▶ [Текстовый фрагмент]:
ДР: Биеннале всегда сообщницы джентрификации, и независимость кураторов всегда под вопросом. Но в Бергене ситуация особая: город уже давно маркетирован, он уже был европейской столицей, в нем проходит множество театральных, кино- и музыкальных фестивалей, и тут регулярно выставляются супермодные художники, о которых в Москве и не слыхали. Инициатива новой биеннале исходила от муниципалитета, а арт-сцена реагировала, скорее, скептически, и они отложили новую биеннале (триеннале в их случае) на пять лет, чтобы провести конференцию и дать еще три года на подготовку. Это выглядит по-хорошему утопично, самокритично, все как надо, но возникает сомнение (не только у вас, у нас тоже): а что если все это только уловка, чтобы лучше продать Берген как место подлинной рефлексии и Мекку интеллектуального, экспериментального искусства?
Наш выбор романа Стругацких как раз продиктован этим якобы раем на земле, это довольно ироничный с нашей стороны комментарий, попытка слегка саботировать и критически исследовать самосознание неолиберальной Норвегии, последней социалистической страны в мире, где якобы нефть вливается непосредственно в культуру (что на самом деле неправда).
– Триеннале «Понедельник начинается в субботу» описывается как проект-исследование, то есть нечто, связанное с производством знаний. Это можно воспринять как критически ориентированный проект с целью переосмысления существующей системы (в частности, формата международных) биеннале. Нет ли здесь обратной стороны: как раз уступки сложившейся системе, связанной с «креативной экономикой», то есть экономикой знаний и идей?
ДР: Мы прекрасно видим эту проблему. Производство знания является в числе прочего и индустрией, которой владеют вовсе не те, кто в ней трудится. Наш проект, в частности, и о том, как художники с этим работают. Самое важное – использовать искусство для того, чтобы изменить систему и не при помощи дискуссий и пикетов, но художественно, долгой терпеливой работой. Именно поэтому мы противостоим экономике внимания, экономике бесконечных дискуссий, лекций и других тому подобных событий.
ЕД: На «креативную экономику», как и на все остальное, следует смотреть диалектически, то есть видеть в ней потенциал борьбы с нею же самой, потенциал будущего изменения. Худшее, что тут можно было бы сделать, это под предлогом ее «коррумпированности» призвать «вернуться» к чему бы то ни было, или – немногим лучше – просто застыть в бездействии.
– Какой тип исследования проводят художники? Если художники заняты проблемами политики, экономики, общества и проч., не отстают ли они в этом от профессиональных политологов, экономистов, философов и т.п.?
ДР: Наша идея – показать художественное исследование в том, что в нем есть именно художественного, артистичного, связанного с воображением, нарративом и иногда даже абсурдизмом. Способность фантазировать противостоит эмпирической, прагматической, инструментальной стороне знания, она открывает возможность такого взгляда на реальность, в котором противоречия не сняты, но усилены и становятся продуктивными.
Если перечислять конкретно темы исследований, то среди них системы аудиоподслушивания, атаки беспилотников на соевых полях, хранилище образцов семян в бункере на Шпицбергене, политические аспекты в отношении к бродячим животным и эстетическая значимость отпечатков ступней на камнях. Наверное, общей темой является экстраординарная гибкость и «ликвидность» капитала, его брутальность, его воздействие на субъективность и его способность становиться совершенно фиктивным. Но художники обо всем это говорят совершенно иначе, нежели политэкономисты, философы или активисты. Это другой метод исследования, который отличается от науки так же, как НИИ у Стругацких от НИИ реального.

▶ [Письменное задание 1]: Представьте все строки записей, приведенных ниже, в виде таблицы Markdown со столбцами «№» и «Строка», пропустив пустые строки. Изображения в таблицу не включайте.
▶ [Письменное задание 2]: Продолжите интервью о триеннале в Бергене после его последней фразы.
Интервью и записи взяты из разных источников.

▶ [Исходные данные]:

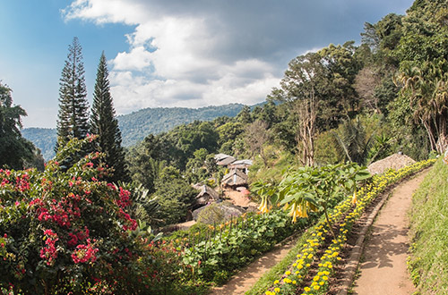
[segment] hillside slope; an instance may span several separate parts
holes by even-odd
[[[123,139],[123,146],[129,147],[142,140],[148,134],[168,131],[176,126],[190,123],[195,120],[211,121],[220,116],[236,116],[243,108],[241,104],[229,104],[201,108],[158,107],[145,108],[128,114],[117,116]],[[56,142],[56,129],[26,128],[22,136],[40,148],[46,160],[55,156],[53,148]]]

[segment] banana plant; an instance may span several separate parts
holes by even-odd
[[[305,166],[285,174],[278,186],[258,181],[252,190],[262,198],[259,206],[262,213],[268,211],[269,202],[278,202],[284,210],[289,210],[293,223],[297,218],[308,217],[308,212],[323,211],[335,237],[328,214],[329,205],[338,202],[348,192],[353,193],[352,201],[356,203],[358,181],[369,177],[366,167],[360,167],[356,163]]]
[[[275,205],[279,199],[278,189],[270,182],[256,181],[251,186],[251,190],[258,195],[262,201],[258,206],[261,213],[268,213],[270,207]]]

▶ [Верный ответ 1]:
| № | Строка |
|---|---|
| 1 | [segment] hillside slope; an instance may span several separate parts |
| 2 | holes by even-odd |
| 3 | [[[123,139],[123,146],[129,147],[142,140],[148,134],[168,131],[176,126],[190,123],[195,120],[211,121],[220,116],[236,116],[243,108],[241,104],[229,104],[201,108],[158,107],[145,108],[128,114],[117,116]],[[56,142],[56,129],[26,128],[22,136],[40,148],[46,160],[55,156],[53,148]]] |
| 4 | [segment] banana plant; an instance may span several separate parts |
| 5 | holes by even-odd |
| 6 | [[[305,166],[285,174],[278,186],[258,181],[252,190],[262,198],[259,206],[262,213],[268,211],[269,202],[278,202],[284,210],[289,210],[293,223],[297,218],[308,217],[308,212],[323,211],[335,237],[328,214],[329,205],[338,202],[348,192],[353,193],[352,201],[356,203],[358,181],[369,177],[366,167],[360,167],[356,163]]] |
| 7 | [[[275,205],[279,199],[278,189],[270,182],[256,181],[251,186],[251,190],[258,195],[262,201],[258,206],[261,213],[268,213],[270,207]]] |

▶ [Верный ответ 2]:
ЕД: Мой взгляд на вещи состоит в том, что исследование в искусстве – это метод прежде всего, определенная процедура, возможно, даже, медиум, который требует к себе такого же медиакритического отношения, как, допустим, редукция в раннем авангарде или реди-мейд. Теории или даже эмпирического описания такого «исследовательского искусства» и его характерных форм инсталлирования (архив, например) на самом деле пока не существуют. Что касается тематики, то я лично отношусь к этому осторожно. Возможно, современное стремление художников выстроиться «по тематике», эта пресловутая aboutness, – лишь дымовая завеса, которой верит наивный наблюдатель. Возможно, за работой про различие между пчелой и муравьем (а у нас есть такой дискурс в выставке) скрывается нечто совсем другое, и мне интересны работы, где тема берется, скорее, как метафора.
– (Вопрос больше к Екатерине Дёготь) Ваша основная идентификация на сегодняшний день – куратор. В ваших статьях на портале Openspace.ru, где вы долгое время были редактором раздела «Искусство», вы всегда крайне негативно высказывались о формате рецензии на выставку и никогда их не публиковали, а однажды назвали их «аннотированным каталогом досуговых продуктов». Не вступает ли это в противоречие с тем, что вы сами – куратор? Не подпадают ли результаты вашей деятельности при таком раскладе сами под категорию «досуговых продуктов»?
ЕД: «Досуговым продуктом» является, разумеется, не сама выставка, а то, как ее преподносит журналист. В профессиональной прессе рецензии необходимы, они есть ценнейший источник информации, я всегда их читаю. Но в России профессиональной прессы об искусстве почти нет. Из-за отсутствия интеллектуальной инфраструктуры она вынуждена подстраиваться под вкусы потребителя, а не производителя, делая членов арт-тусовки такими же потребителями, просто более высокомерными.
Есть еще гражданская транспрофессиональная журналистика, которая обращена к обществу в целом, она говорит об искусстве как о политическом феномене, и это именно то, что я всегда хотела делать наOpenspace.ru. Мне бы очень хотелось, чтобы о нашем проекте написала международная профессиональная пресса и местная гражданская. А что касается потребительской – уж как получится… Фактор досуговости мы специально не закладывали, и никто нас об этом не просил.
– Были ли какие-либо требования с принимающей стороны, какие-либо условия относительно состава участников, «национальных» квот, площадок, производства работ и проч.?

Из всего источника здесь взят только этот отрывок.